La
révolution ou la guerre !
En juin 1917, l’offensive
militaire lancée par le gouvernement Kerensky provoqua de multiples discussions
sur la paix et la politique extérieure de la révolution. Sur cette question,
Lénine voulait s’adresser aux exploités de tous les pays, qu’ils soient
occidentaux ou qu’ils appartiennent aux nationalités opprimées par le tsarisme,
pour en faire des alliés des ouvriers et des paysans russes. Il l’exprima dans
plusieurs articles de la Pravda.
Le 7 juin (20 juin selon le
calendrier actuel), Lénine demandait ainsi dans un article : « Y a-t-il un
chemin vers une paix équitable ? » et répondait : « Oui. Par la
révolution ouvrière contre les capitalistes de tous les pays. (...) Ce n’est
qu’après le passage du pouvoir aux classes opprimées que la Russie pourrait
s’adresser aux classes opprimées des autres pays, non plus avec des mots creux
et des appels abstraits, mais en invoquant son propre exemple et en proposant
sur l’heure, en termes précis, les conditions bien claires d’une paix générale.
Cette proposition de paix
immédiate porterait : “Camarades ouvriers et travailleurs de tous les pays !
Assez de sang. La paix est possible. Une paix équitable est une paix sans
annexions, sans conquêtes. Que les forbans capitalistes allemands et leur
bandit couronné Guillaume sachent que nous ne traiterons pas avec eux et que
nous considérons comme conquêtes non seulement ce qu’ils ont pillé depuis la
guerre, mais aussi l’Alsace et la Lorraine, et aussi les territoires danois et
polonais de la Prusse.

* * * * * * * * *

• [À COMPLÉTER]
• A. Recopiez le passage de l’extrait sur Lénine et la paix qui débute aux mots « En juin 1917, l’offensive » et s’arrête après « de la Pravda. ».
• B. Dites si chaque affirmation concorde avec l’extrait sur Lénine et la paix, en répondant par oui ou non et en citant à l’identique les mots décisifs de l’extrait : (i) L’offensive militaire de juin 1917 fut lancée par le gouvernement Kerensky. (ii) L’article de Lénine est daté du 20 juin selon l’ancien calendrier. (iii) Dans la proposition de paix, une paix équitable admet certaines annexions.

* * * * * * * * *

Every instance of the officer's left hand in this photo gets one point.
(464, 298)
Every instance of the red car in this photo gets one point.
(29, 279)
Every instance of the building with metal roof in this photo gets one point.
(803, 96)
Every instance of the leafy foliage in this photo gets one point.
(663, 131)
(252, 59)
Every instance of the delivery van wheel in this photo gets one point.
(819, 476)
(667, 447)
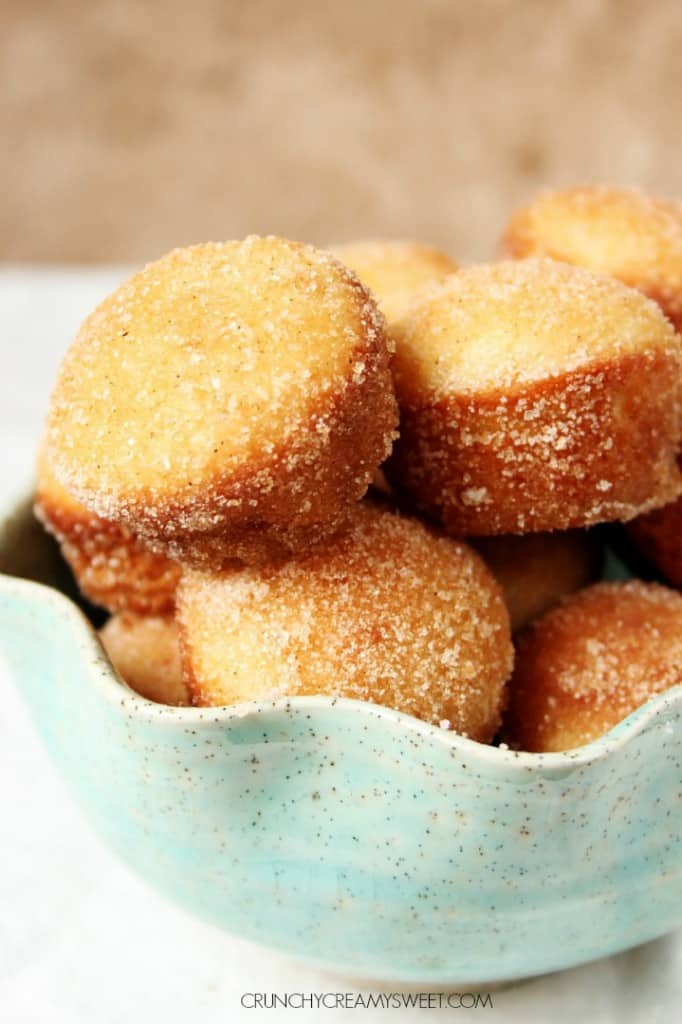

* * * * * * * * *

• [CORRIGÉ]
• A.
En juin 1917, l’offensive
militaire lancée par le gouvernement Kerensky provoqua de multiples discussions
sur la paix et la politique extérieure de la révolution. Sur cette question,
Lénine voulait s’adresser aux exploités de tous les pays, qu’ils soient
occidentaux ou qu’ils appartiennent aux nationalités opprimées par le tsarisme,
pour en faire des alliés des ouvriers et des paysans russes. Il l’exprima dans
plusieurs articles de la Pravda.

• B.
(i) Oui : « l’offensive militaire lancée par le gouvernement Kerensky »
(ii) Non : « Le 7 juin (20 juin selon le calendrier actuel) »
(iii) Non : « Une paix équitable est une paix sans annexions, sans conquêtes »